*** Opening of Material for the task ***

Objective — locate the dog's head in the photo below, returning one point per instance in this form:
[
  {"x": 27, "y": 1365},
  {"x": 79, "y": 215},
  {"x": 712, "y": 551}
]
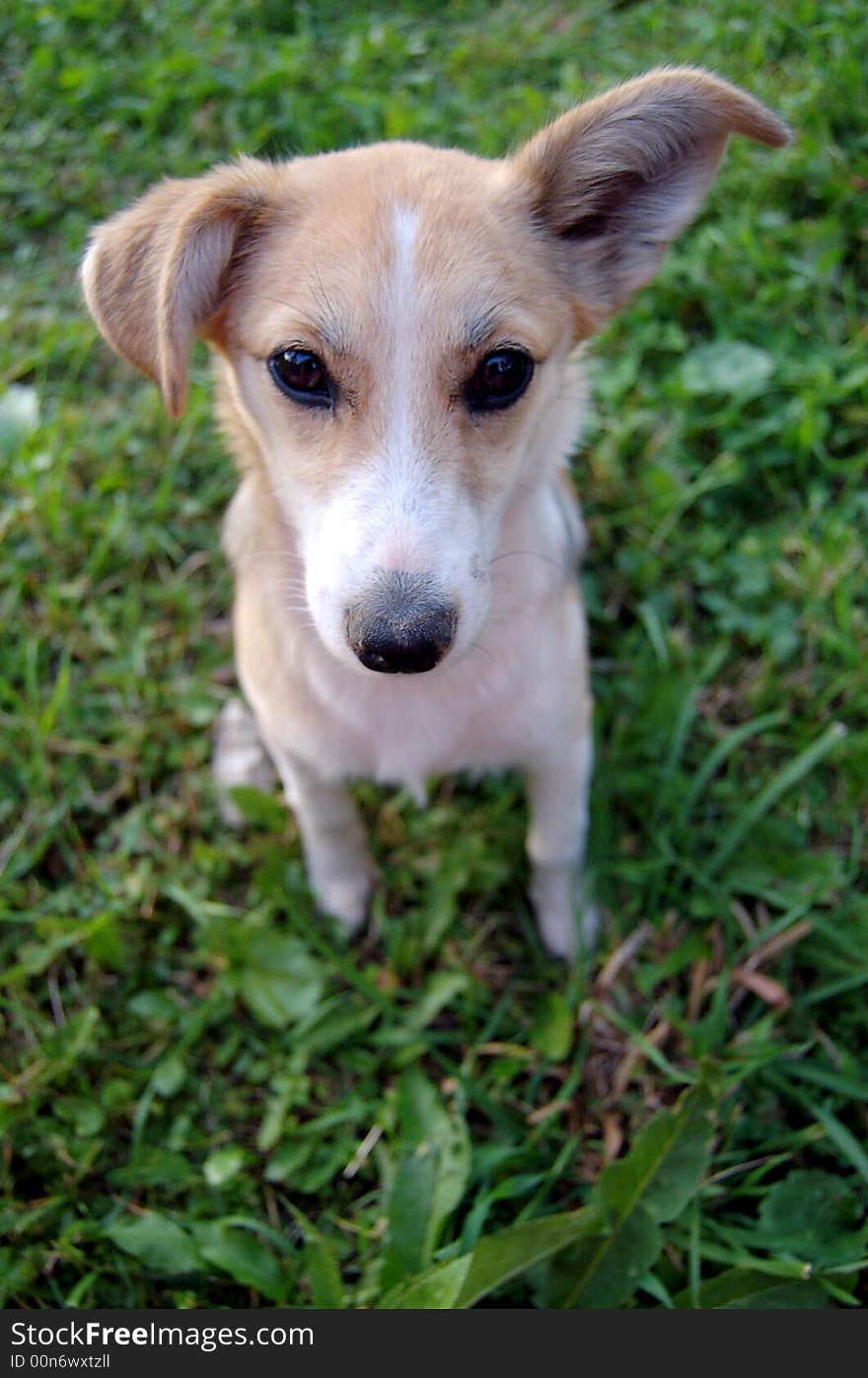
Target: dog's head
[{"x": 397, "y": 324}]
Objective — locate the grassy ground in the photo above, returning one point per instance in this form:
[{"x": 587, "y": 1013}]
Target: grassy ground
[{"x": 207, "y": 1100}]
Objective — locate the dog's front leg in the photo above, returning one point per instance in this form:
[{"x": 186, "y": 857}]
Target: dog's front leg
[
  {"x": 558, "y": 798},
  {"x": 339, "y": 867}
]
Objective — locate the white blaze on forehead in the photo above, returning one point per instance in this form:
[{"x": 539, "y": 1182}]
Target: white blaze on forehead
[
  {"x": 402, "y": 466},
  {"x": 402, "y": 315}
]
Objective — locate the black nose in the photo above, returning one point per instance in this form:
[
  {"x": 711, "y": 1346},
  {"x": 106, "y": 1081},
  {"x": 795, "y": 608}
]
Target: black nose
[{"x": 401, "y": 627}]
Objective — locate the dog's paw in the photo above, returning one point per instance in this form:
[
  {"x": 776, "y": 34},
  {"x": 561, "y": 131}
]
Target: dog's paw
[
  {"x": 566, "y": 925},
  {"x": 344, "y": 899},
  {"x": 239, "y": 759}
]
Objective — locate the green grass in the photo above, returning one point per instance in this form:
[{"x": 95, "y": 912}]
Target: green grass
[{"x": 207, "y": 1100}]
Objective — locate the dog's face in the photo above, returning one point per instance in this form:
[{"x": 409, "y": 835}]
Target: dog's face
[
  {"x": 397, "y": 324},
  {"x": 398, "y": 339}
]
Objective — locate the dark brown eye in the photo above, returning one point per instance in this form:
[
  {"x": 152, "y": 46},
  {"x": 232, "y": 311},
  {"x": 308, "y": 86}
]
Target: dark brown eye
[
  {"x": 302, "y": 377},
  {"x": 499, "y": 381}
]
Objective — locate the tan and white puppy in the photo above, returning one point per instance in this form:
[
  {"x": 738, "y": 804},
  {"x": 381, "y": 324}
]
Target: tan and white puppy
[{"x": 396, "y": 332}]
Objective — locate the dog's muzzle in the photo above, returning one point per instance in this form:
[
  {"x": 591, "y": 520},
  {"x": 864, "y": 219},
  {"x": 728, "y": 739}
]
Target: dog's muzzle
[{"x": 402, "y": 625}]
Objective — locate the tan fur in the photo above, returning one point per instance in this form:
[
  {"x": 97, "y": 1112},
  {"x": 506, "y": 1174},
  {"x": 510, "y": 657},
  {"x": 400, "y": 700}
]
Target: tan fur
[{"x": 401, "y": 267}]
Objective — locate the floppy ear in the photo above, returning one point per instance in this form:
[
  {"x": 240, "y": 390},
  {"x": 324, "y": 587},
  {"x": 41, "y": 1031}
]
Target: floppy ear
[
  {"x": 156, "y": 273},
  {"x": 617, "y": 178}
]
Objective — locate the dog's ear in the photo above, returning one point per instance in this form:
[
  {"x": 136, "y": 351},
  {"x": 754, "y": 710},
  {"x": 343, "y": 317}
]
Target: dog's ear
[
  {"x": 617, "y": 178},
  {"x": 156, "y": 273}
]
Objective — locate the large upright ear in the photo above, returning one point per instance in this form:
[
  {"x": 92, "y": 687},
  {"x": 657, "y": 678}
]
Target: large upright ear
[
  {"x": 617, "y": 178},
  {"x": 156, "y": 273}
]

*** Close of Material for the task ***

Since only the text is wanted, repeat all the records above exactly and omit the pictures.

> [Response area]
Objective — locate the dog's head in the photo below, returning one point per instance in this form:
[
  {"x": 27, "y": 1365},
  {"x": 79, "y": 215},
  {"x": 712, "y": 551}
]
Target: dog's head
[{"x": 397, "y": 324}]
Objective — locate the grassy ground in the photo above, returning one point per instance in this form:
[{"x": 587, "y": 1013}]
Target: grassy ground
[{"x": 207, "y": 1100}]
Objective — locate the dog's front leg in the photo above, returning one point per instance in this form:
[{"x": 186, "y": 857}]
Target: dog's front leg
[
  {"x": 558, "y": 798},
  {"x": 339, "y": 867}
]
Objective — locate the white blaze on forehead in the photo above, returning one point per instance in this form:
[{"x": 539, "y": 1182}]
Target: white blaze on forehead
[
  {"x": 402, "y": 466},
  {"x": 402, "y": 315}
]
Objective — locate the black nose in the photo above, returning one point per instance in this form:
[
  {"x": 711, "y": 1346},
  {"x": 106, "y": 1081},
  {"x": 795, "y": 608}
]
Target: black nose
[{"x": 401, "y": 627}]
Objective — locate the dog's paw in the photo above, returning one point per instance in this form:
[
  {"x": 776, "y": 34},
  {"x": 561, "y": 131}
]
Target: dog's paw
[
  {"x": 566, "y": 925},
  {"x": 344, "y": 899},
  {"x": 239, "y": 759}
]
Objective — locate the green grass in the photo above, returning one point per instance in this form:
[{"x": 95, "y": 912}]
Target: green grass
[{"x": 207, "y": 1100}]
Objective — locate the dog's face in the photo above, returning one point per instance in this form:
[{"x": 409, "y": 835}]
Target: dog's face
[
  {"x": 397, "y": 324},
  {"x": 398, "y": 339}
]
Objective — locate the dark brown eye in the photo above, returning one point per instance in this form:
[
  {"x": 152, "y": 46},
  {"x": 232, "y": 311},
  {"x": 308, "y": 86}
]
Target: dark brown eye
[
  {"x": 302, "y": 377},
  {"x": 499, "y": 381}
]
Objective — locate the tan and white puppy in the photo above, returning one point per instance in this form:
[
  {"x": 738, "y": 804},
  {"x": 381, "y": 324}
]
Target: tan and white puppy
[{"x": 396, "y": 332}]
Objective — locate the dog's muzzle in the photo above, returning one point per instance in this form:
[
  {"x": 591, "y": 520},
  {"x": 864, "y": 219},
  {"x": 728, "y": 739}
]
Target: dog's muzzle
[{"x": 402, "y": 625}]
Objective — locate the tan fur in the photo above, returning one point per instance in this form:
[
  {"x": 97, "y": 1112},
  {"x": 506, "y": 1174},
  {"x": 510, "y": 657},
  {"x": 400, "y": 700}
]
Target: tan fur
[{"x": 401, "y": 267}]
Objective — locate the floppy ear in the photo above, returning one point per instance in this form:
[
  {"x": 240, "y": 390},
  {"x": 324, "y": 587},
  {"x": 41, "y": 1031}
]
Target: floppy ear
[
  {"x": 156, "y": 273},
  {"x": 617, "y": 178}
]
Objective — locate the dog's ear in the photo above, returning one point per instance in this form:
[
  {"x": 136, "y": 351},
  {"x": 754, "y": 710},
  {"x": 343, "y": 317}
]
Target: dog's ear
[
  {"x": 617, "y": 178},
  {"x": 156, "y": 273}
]
Objective — locate the large upright ear in the photo above, returning one point per instance in this form:
[
  {"x": 92, "y": 687},
  {"x": 657, "y": 678}
]
Target: large upright ear
[
  {"x": 617, "y": 178},
  {"x": 156, "y": 273}
]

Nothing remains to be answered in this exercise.